Verta para o inglês esta frase do trecho sobre os camundongos e os antibióticos: "Nenhum dos grupos mostrou qualquer evidência de estar doente: seu peso e consumo de alimentos não foram afetados."

Trecho fornecido

■ ■ ■

Após duas semanas de corrida na roda de exercício, os camundongos receberam antibióticos de amplo espectro (o que significa que eles eliminaram a maioria das bactérias intestinais em vez de apenas algumas cepas) por dez dias.

A distância diária caiu 21% nos camundongos High Runner e não voltou ao normal durante os 12 dias subsequentes. Nos ratos de controle, por outro lado, nada pareceu mudar. Nenhum dos grupos mostrou qualquer evidência de estar doente: seu peso e consumo de alimentos não foram afetados. Isso sugere que alguma parte nos camundongos High Runner foi afetada por antibióticos.

Uma possibilidade é que este seja um efeito do eixo intestino-músculo. Os camundongos High Runner têm algum tipo de vantagem microbiana – algo como o micróbio comedor de lactato dos maratonistas de Boston – o que torna a corrida fisicamente mais fácil para eles, e é por isso que correm tanto. Tire essa vantagem, e correr não é tão divertido, então eles fazem menos isso.

■ ■ ■

Dados registrados
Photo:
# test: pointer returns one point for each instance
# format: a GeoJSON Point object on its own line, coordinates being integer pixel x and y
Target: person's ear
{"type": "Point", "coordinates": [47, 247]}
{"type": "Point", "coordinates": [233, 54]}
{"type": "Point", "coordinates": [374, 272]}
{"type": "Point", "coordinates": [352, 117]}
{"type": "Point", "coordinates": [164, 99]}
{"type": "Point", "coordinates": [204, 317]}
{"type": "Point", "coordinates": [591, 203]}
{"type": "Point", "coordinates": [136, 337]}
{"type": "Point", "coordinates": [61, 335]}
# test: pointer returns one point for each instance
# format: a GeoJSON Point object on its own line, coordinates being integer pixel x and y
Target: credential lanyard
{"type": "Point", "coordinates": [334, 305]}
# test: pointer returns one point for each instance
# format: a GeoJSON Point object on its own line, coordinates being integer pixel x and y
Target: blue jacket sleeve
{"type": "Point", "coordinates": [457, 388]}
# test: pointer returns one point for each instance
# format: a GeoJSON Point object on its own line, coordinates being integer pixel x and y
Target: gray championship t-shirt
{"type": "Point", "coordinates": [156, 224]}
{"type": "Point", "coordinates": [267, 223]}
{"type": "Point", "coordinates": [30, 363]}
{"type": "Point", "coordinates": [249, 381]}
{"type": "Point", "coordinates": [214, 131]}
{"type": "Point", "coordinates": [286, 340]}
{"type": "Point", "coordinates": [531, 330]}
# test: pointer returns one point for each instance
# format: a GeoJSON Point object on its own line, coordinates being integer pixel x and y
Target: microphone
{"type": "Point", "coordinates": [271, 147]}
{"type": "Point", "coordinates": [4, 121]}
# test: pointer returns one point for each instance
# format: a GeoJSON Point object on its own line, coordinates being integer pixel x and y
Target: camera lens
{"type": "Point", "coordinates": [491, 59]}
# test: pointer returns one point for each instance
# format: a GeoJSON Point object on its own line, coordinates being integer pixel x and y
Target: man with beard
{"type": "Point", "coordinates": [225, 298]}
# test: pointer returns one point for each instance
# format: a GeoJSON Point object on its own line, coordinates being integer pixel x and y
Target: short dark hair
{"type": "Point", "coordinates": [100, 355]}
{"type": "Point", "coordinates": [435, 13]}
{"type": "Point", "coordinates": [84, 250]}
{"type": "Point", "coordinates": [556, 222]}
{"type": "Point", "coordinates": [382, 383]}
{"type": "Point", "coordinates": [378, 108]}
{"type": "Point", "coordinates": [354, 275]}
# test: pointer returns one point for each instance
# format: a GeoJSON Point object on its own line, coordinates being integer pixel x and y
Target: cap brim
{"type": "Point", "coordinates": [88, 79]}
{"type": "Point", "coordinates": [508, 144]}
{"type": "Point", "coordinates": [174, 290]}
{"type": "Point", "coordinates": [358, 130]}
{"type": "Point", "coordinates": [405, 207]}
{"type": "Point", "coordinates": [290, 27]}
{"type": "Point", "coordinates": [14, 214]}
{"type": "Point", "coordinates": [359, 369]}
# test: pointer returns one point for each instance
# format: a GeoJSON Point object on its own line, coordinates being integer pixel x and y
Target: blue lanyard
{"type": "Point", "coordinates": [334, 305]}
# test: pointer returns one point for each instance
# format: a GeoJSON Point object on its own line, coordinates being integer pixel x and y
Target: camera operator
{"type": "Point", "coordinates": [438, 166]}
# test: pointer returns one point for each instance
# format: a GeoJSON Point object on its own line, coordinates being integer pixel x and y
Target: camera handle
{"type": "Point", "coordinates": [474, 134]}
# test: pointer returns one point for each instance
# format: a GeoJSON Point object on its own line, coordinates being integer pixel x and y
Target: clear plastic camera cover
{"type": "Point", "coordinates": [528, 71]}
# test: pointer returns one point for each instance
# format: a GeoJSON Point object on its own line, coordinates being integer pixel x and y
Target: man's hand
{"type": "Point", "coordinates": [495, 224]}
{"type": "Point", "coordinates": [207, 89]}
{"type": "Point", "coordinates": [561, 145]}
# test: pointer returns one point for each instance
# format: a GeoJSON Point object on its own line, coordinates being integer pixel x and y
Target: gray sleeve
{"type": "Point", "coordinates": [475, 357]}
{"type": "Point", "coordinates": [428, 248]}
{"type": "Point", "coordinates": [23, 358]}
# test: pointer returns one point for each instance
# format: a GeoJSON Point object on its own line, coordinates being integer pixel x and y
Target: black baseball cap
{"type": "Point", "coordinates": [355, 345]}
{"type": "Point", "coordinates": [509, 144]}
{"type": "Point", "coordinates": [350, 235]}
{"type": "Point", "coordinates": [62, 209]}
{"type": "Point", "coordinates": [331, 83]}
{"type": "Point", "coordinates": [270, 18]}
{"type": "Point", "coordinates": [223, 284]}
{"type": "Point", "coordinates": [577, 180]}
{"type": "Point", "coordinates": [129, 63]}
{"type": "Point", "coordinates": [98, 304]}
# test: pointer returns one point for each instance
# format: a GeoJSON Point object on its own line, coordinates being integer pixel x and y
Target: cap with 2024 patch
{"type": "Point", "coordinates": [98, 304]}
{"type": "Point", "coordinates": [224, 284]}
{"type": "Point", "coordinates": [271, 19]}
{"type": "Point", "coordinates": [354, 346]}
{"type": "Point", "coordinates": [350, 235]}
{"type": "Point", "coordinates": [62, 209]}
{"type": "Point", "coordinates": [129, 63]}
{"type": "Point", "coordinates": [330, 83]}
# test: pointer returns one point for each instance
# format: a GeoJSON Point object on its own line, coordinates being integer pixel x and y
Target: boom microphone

■ ■ ■

Resposta
Neither group showed any evidence of being sick: their weight and food intake were not affected.